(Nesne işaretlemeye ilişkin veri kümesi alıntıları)
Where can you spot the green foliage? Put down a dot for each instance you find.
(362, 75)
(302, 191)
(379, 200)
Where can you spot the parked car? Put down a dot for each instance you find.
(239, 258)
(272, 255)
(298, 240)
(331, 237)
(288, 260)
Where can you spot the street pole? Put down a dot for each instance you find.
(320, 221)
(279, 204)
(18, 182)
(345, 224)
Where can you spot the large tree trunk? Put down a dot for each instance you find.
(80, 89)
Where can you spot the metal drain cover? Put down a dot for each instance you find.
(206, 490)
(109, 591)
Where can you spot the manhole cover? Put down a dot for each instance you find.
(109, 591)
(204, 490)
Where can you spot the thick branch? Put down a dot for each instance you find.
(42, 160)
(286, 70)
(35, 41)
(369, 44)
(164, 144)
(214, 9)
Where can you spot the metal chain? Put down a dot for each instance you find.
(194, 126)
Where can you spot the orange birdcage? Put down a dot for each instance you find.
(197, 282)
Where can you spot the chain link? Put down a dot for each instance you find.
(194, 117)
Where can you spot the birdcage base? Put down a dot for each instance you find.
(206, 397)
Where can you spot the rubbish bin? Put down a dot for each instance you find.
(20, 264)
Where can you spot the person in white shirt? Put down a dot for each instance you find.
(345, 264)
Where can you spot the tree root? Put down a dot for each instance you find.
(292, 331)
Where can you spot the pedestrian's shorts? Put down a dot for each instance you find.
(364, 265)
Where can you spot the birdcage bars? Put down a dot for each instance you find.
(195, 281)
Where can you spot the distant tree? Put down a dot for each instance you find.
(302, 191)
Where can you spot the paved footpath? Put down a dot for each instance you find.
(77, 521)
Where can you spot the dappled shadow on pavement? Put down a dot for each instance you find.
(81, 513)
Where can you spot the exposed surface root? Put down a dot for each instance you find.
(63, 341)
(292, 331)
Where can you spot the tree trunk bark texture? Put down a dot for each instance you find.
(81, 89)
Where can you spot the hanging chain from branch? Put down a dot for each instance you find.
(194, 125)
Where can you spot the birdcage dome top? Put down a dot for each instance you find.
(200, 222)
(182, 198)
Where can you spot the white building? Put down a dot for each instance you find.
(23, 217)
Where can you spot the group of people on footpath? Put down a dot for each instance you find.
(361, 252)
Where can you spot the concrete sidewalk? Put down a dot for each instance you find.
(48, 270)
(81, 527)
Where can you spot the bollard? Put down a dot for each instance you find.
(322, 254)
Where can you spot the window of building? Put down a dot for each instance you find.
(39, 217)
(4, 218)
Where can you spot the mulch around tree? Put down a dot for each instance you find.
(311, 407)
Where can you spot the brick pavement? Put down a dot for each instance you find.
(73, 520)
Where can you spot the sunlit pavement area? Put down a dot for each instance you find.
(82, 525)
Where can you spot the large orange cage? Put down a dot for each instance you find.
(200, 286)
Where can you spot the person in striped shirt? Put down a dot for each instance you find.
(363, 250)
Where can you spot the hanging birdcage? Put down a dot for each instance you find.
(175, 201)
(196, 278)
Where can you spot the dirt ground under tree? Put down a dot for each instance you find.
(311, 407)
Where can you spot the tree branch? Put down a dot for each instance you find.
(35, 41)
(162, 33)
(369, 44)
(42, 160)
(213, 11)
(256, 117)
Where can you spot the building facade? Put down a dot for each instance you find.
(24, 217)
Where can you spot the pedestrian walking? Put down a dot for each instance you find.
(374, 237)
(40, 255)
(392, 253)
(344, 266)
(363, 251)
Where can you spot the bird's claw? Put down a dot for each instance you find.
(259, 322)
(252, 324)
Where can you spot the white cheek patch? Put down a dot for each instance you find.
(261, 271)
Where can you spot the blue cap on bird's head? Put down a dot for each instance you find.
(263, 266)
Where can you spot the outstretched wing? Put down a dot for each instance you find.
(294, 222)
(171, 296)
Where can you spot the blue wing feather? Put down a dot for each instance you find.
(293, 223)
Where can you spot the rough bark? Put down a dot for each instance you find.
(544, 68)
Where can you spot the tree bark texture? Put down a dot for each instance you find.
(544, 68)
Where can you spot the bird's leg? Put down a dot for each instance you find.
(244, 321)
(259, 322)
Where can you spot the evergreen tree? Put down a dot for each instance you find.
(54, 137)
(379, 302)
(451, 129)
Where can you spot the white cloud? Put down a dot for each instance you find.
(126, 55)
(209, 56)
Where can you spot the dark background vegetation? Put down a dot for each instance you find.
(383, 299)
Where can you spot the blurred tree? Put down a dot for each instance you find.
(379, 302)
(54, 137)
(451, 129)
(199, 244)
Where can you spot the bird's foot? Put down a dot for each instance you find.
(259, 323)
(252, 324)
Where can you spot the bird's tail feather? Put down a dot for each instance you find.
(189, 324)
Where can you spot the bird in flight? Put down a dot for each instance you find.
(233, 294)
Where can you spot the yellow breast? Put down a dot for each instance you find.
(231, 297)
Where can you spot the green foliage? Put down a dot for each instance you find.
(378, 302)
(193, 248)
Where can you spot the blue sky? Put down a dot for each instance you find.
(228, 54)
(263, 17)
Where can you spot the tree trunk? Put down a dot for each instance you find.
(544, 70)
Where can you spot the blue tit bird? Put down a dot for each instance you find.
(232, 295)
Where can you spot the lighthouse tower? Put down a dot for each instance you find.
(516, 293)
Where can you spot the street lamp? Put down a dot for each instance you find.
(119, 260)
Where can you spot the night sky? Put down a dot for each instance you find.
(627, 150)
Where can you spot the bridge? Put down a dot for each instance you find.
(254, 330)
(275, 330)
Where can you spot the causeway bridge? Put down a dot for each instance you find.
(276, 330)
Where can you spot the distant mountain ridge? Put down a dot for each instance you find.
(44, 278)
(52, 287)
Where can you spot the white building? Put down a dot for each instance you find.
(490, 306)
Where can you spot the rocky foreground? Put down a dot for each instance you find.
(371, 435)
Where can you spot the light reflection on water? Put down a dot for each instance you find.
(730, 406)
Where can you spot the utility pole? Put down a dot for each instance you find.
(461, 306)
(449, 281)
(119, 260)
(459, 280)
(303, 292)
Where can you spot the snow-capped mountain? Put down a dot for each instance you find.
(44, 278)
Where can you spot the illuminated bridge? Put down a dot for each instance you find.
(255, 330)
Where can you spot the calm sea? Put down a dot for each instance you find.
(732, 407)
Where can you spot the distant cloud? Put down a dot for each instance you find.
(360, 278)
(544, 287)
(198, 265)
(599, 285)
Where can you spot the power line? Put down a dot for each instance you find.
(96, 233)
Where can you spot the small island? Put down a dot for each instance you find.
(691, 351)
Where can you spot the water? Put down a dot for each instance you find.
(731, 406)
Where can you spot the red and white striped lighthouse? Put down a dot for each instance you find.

#### Görev Koşulları:
Yukarıdaki listenin tamamını, hiçbir satırı değiştirmeden baştan sona yeniden yazın.

#### Görev Yanıtı:
Where can you spot the green foliage? Put down a dot for each instance you find.
(362, 75)
(302, 191)
(379, 200)
Where can you spot the parked car? Put down a dot for each instance you find.
(239, 258)
(272, 255)
(298, 240)
(331, 237)
(288, 260)
Where can you spot the street pole? Put down a dot for each instance you find.
(320, 221)
(279, 204)
(18, 182)
(345, 224)
Where can you spot the large tree trunk? Put down a dot for each instance you find.
(80, 89)
Where can you spot the metal drain cover? Put down a dot for each instance you find.
(206, 490)
(109, 591)
Where can you spot the manhole cover? Put down a dot for each instance you find.
(109, 591)
(204, 490)
Where can you spot the thick branch? Put down a dot for each instance you find.
(42, 160)
(286, 70)
(35, 41)
(369, 44)
(164, 144)
(214, 9)
Where can you spot the metal chain? Put down a dot for each instance you find.
(194, 126)
Where can you spot the orange birdcage? Put down a dot for each instance you find.
(197, 282)
Where can you spot the chain link? Put down a dot for each instance you find.
(194, 117)
Where can you spot the birdcage base? Put down a dot for each instance you find.
(206, 397)
Where can you spot the rubbish bin? Put down a dot for each instance you find.
(20, 264)
Where can you spot the person in white shirt? Put down a dot for each instance you find.
(345, 264)
Where can you spot the tree root? Put down a dot for each instance you find.
(292, 331)
Where can you spot the pedestrian's shorts? Put down a dot for each instance you find.
(364, 265)
Where can you spot the birdcage bars? Put down a dot for each instance you find.
(195, 281)
Where can you spot the distant tree? Put down a dot for each instance you find.
(302, 191)
Where can you spot the paved footpath? Put down a dot for each instance you find.
(77, 521)
Where can you spot the dappled shadow on pavement? Put down a dot for each instance you find.
(81, 513)
Where can you spot the exposed surface root? Put down a dot for each instance you find.
(63, 341)
(292, 331)
Where can you spot the tree trunk bark texture? Put down a dot for each instance you find.
(81, 89)
Where can you spot the hanging chain from branch? Put down a dot for each instance you find.
(194, 125)
Where can you spot the birdcage dome top? Put down a dot for each instance you find.
(200, 222)
(182, 198)
Where can you spot the white building? Put down a dot for each instance you find.
(23, 217)
Where can you spot the group of people on footpath? Put down a dot for each instance you find.
(361, 252)
Where can you spot the concrete sidewalk? Put down a dot for each instance you find.
(48, 270)
(81, 527)
Where can you spot the bollard? Put down a dot for each instance you find.
(322, 254)
Where can you spot the window of building? Put down a dot for each instance you find.
(39, 217)
(4, 218)
Where can you spot the mulch around tree? Put down a dot for each instance you find.
(311, 407)
Where can you spot the brick pavement? Put down a dot for each instance you find.
(73, 520)
Where can you spot the sunlit pavement area? Put down a dot for each instance you find.
(82, 525)
Where can you spot the large orange cage? Put down a dot for each instance you find.
(200, 286)
Where can you spot the person in striped shirt? Put down a dot for each instance you find.
(363, 250)
Where can you spot the hanging birdcage? Put down a dot for each instance you find.
(175, 201)
(196, 278)
Where can you spot the dirt ground under tree? Put down a dot for each instance you find.
(311, 407)
Where can you spot the tree branch? Put down a dot for each instance you find.
(35, 41)
(162, 33)
(369, 44)
(42, 160)
(213, 11)
(256, 117)
Where can you spot the building facade? Put down a dot for each instance you find.
(24, 217)
Where can you spot the pedestrian walking? Put down a dot for each instance you find.
(374, 237)
(40, 255)
(392, 253)
(344, 266)
(363, 251)
Where can you spot the bird's claw? Put down a dot for each instance you find.
(259, 322)
(252, 324)
Where can you spot the white cheek patch? Put down a dot for each instance you find.
(261, 271)
Where can you spot the blue cap on bird's head? Put down a dot for each instance you find.
(263, 266)
Where can you spot the outstretched wing? Put down a dot for each instance you find.
(294, 222)
(171, 296)
Where can you spot the blue wing feather? Put down a dot for each instance you find.
(293, 223)
Where can you spot the rough bark? Put down a dot for each instance you find.
(544, 68)
Where can you spot the tree bark texture? Put down a dot for each instance you find.
(544, 68)
Where can you spot the bird's leg? Put down a dot for each instance you find.
(244, 321)
(259, 322)
Where can you spot the evergreen tree? Put down a dot for each instance you find.
(54, 137)
(379, 302)
(451, 129)
Where can you spot the white cloud? Put down a dot for each instance you find.
(126, 55)
(209, 56)
Where can you spot the dark background vegetation? Put down a dot for each instance you find.
(383, 299)
Where can you spot the blurred tree? Put down a dot for each instance you find.
(379, 302)
(54, 137)
(451, 129)
(199, 244)
Where can you spot the bird's foot? Put down a dot for each instance you find.
(259, 323)
(252, 324)
Where can you spot the bird's tail feather? Put down a dot for each instance you find.
(189, 324)
Where can you spot the bird in flight? Put down a dot for each instance you find.
(233, 294)
Where can you spot the yellow breast? Put down a dot for each instance you find.
(231, 297)
Where can you spot the green foliage? Put down a dot for each instance you find.
(378, 302)
(193, 248)
Where can you spot the blue sky? Put down a dot for each instance you find.
(228, 54)
(263, 17)
Where can you spot the tree trunk? Put down a dot for each instance you find.
(544, 70)
Where can you spot the blue tit bird? Put down a dot for each instance you find.
(232, 295)
Where can you spot the lighthouse tower? Put down a dot for each instance you find.
(516, 293)
Where can you spot the street lamp? Put down a dot for each instance you find.
(119, 260)
Where can you spot the night sky? Put down a dot for each instance you find.
(627, 150)
Where can you spot the bridge? Put down a dot for each instance you find.
(254, 330)
(275, 330)
Where can you spot the causeway bridge? Put down a dot for each instance you find.
(276, 330)
Where can you spot the distant mountain ridge? Put down a dot for each instance you find.
(44, 278)
(52, 287)
Where can you spot the white building? Put down a dot for each instance you find.
(490, 306)
Where can you spot the rocky foreground? Put down a dot for each instance you find.
(371, 435)
Where can you spot the light reflection on water? Put down a dot for each instance you find.
(730, 406)
Where can you spot the utility pole? Put down a dot for each instance you find.
(461, 306)
(449, 281)
(119, 260)
(459, 280)
(303, 292)
Where can you spot the snow-capped mountain? Put down a dot for each instance you find.
(44, 278)
Where can you spot the illuminated bridge? Put down a dot for each instance you find.
(255, 330)
Where can you spot the calm sea? Put down a dot for each instance you find.
(732, 407)
Where can you spot the distant cloud? Put down a dot for each instance you find.
(360, 278)
(544, 287)
(198, 265)
(599, 285)
Where can you spot the power line? Put down a dot for each instance you find.
(96, 233)
Where can you spot the small island? Put down a dot for each instance you find.
(691, 351)
Where can you spot the water? Put down a dot for each instance you find.
(731, 406)
Where can you spot the red and white striped lighthouse? Put down a dot for each instance you find.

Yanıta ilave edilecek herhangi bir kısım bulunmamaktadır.